ТЕКСТ ДЛЯ ИЗУЧЕНИЯ -
● ● ●
Выучившись дома читать, писать и считать, будущий художник попадает сначала в Александровский малолетний корпус в Царском Селе, а затем в петербургский Морской корпус, где завершает офицерское образование. В апреле 1860 г. Василий Верещагин блестяще сдал экзамены по 24 предметам и кончил Морской корпус первым учеником. Гвардейский экипаж, служба на лучших судах российского флота – таковы были перспективы, открывавшиеся перед молодым гардемарином. Но уже в старших классах он все свободное время отдавал занятиям живописью, ясней и ясней сознавая, что это и есть его истинное призвание. Преподаватели рисовальной школы при Бирже, которую посещал по вечерам Верещагин, поражались способностям настойчивого кадета. Вопреки желаниям родителей Верещагин добивается отставки и поступает в Академию художеств.

Содержалась она на средства императорского двора, президентом был обязательно член царской фамилии. Здесь хотели воспитывать верноподданных художников и ваятелей. Учеников заставляли копировать античные образцы, практиковаться в отвлеченных возвышенных сюжетах. Современность объявлялась вульгарной. Однако, Верещагину повезло. Он попал в класс профессора А.Т. Маркова, добрейшего «Колизея Фортуныча» (прозванного так за картины «Фортуна и нищий» и «Мученики в Колизее»), Единственный из профессоров Академии, он разрешал ученикам брать темы из окружающей жизни, не ограничиваясь обязательной казенной программой. Второй удачей явилось сближение с младшим преподавателем адъюнкт-профессором А.Е. Бейдеманом, который ввел юношу в круг демократически настроенной интеллигенции. Бейдеман переписывался с Герценом, дружил с иллюстраторами Гоголя Агиным и Бернардским, совместно с Л. Жемчужниковым и Л. Лагорио создал сатирический портрет «житейского философа» Козьмы Пруткова.

Получив от академии главное, что она могла дать – технику, Верещагин, не кончив курса, летом 1863 г. уехал на Кавказ, чтобы больше не возвращаться под сень дорических колонн. С интересными рисунками с натуры молодой живописец отправляется в Париж, чтобы завершить свое образование в Школе изящных искусств у модного тогда художника и скульптора Ж.-Л. Жерома. Работы этого метра были рассчитаны на вкус буржуазного покупателя, не отличались глубиной. Зато Жером не признавал классического шаблона в композиции, смело применял новые сочетания тонов. После петербургской академической рутины такой подход к творчеству обогащал возможности художника, и Верещагин расширил свой кругозор и арсенал изобразительных средств. В духовные же вожди Жером не годился.
● ● ●
ЗАПИСИ ДАННЫХ -
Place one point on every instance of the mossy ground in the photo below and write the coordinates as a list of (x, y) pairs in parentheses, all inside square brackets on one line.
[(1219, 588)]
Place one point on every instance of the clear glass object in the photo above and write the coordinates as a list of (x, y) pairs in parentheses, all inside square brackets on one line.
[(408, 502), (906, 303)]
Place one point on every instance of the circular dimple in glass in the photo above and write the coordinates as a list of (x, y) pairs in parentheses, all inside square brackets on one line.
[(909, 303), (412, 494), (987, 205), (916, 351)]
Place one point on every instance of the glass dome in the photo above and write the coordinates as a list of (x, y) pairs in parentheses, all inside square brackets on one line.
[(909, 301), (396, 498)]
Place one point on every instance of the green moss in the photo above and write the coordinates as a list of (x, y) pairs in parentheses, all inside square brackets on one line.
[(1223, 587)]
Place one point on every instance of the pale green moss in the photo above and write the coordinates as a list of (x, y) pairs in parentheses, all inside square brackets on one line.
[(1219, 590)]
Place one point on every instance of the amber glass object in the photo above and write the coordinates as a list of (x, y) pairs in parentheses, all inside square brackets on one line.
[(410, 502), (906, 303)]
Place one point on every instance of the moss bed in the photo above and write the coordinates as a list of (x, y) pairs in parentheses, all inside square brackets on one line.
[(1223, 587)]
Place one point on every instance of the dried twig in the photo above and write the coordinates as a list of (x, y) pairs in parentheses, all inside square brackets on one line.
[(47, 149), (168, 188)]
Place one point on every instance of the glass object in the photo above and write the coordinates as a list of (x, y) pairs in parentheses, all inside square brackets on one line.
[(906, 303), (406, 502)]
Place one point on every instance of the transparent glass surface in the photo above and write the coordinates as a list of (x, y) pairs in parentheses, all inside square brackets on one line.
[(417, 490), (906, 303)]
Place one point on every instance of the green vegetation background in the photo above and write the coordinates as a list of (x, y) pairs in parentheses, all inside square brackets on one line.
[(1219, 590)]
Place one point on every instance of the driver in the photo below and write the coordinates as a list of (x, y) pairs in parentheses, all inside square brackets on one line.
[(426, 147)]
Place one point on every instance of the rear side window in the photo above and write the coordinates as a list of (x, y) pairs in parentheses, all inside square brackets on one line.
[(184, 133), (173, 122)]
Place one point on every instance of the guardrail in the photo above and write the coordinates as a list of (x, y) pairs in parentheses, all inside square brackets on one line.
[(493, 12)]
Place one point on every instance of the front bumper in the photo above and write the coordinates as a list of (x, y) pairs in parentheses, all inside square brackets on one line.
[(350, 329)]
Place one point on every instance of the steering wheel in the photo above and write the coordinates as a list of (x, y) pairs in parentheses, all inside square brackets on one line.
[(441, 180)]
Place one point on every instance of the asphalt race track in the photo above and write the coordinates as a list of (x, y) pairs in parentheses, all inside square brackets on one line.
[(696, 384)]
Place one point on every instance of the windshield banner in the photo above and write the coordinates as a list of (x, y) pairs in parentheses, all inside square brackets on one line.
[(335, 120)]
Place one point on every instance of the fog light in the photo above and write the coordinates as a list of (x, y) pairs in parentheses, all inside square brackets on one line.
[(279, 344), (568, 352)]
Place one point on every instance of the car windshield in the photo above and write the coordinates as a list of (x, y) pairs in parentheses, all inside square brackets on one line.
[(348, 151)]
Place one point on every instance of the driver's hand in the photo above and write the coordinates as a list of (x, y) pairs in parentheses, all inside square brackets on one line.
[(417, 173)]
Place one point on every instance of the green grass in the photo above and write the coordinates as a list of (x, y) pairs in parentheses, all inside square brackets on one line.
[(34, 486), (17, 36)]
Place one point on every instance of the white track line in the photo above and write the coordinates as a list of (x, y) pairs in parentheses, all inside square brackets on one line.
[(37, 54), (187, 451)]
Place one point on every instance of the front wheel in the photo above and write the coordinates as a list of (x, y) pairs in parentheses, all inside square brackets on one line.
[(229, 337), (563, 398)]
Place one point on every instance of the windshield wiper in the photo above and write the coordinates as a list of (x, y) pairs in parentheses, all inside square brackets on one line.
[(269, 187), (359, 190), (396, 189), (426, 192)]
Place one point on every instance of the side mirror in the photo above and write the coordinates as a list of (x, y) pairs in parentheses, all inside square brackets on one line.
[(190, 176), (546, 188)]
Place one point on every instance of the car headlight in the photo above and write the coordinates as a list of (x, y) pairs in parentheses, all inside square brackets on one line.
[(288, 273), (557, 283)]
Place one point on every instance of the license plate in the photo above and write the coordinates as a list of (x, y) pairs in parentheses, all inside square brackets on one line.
● ● ●
ЗАДАНИЯ ПО ТЕКСТУ -
1 - Перепишите из текста о Верещагине фрагмент от слов «Выучившись дома читать, писать» до слов «в Академию художеств.», поменяв «Академию художеств» на «Академию искусств».
2 - Почему, согласно тексту о Верещагине, профессора А.Т. Маркова называли «Колизеем Фортунычем»? Ответьте в одном-трех предложениях.
3 - Ответьте на вопросы по тексту о Верещагине:
(a) По скольким предметам Верещагин сдал экзамены в апреле 1860 г.?
(b) Когда Верещагин уехал на Кавказ?
(c) У кого он собирался завершить образование в парижской Школе изящных искусств?
Данные здесь никакой роли не играют.

ОТВЕТЫ К ЗАДАНИЯМ -
1 -
Выучившись дома читать, писать и считать, будущий художник попадает сначала в Александровский малолетний корпус в Царском Селе, а затем в петербургский Морской корпус, где завершает офицерское образование. В апреле 1860 г. Василий Верещагин блестяще сдал экзамены по 24 предметам и кончил Морской корпус первым учеником. Гвардейский экипаж, служба на лучших судах российского флота – таковы были перспективы, открывавшиеся перед молодым гардемарином. Но уже в старших классах он все свободное время отдавал занятиям живописью, ясней и ясней сознавая, что это и есть его истинное призвание. Преподаватели рисовальной школы при Бирже, которую посещал по вечерам Верещагин, поражались способностям настойчивого кадета. Вопреки желаниям родителей Верещагин добивается отставки и поступает в Академию искусств.

2 - Такое прозвище профессор А.Т. Марков получил за свои картины «Фортуна и нищий» и «Мученики в Колизее».

3 -
(a) По 24 предметам.
(b) Летом 1863 г.
(c) У художника и скульптора Ж.-Л. Жерома.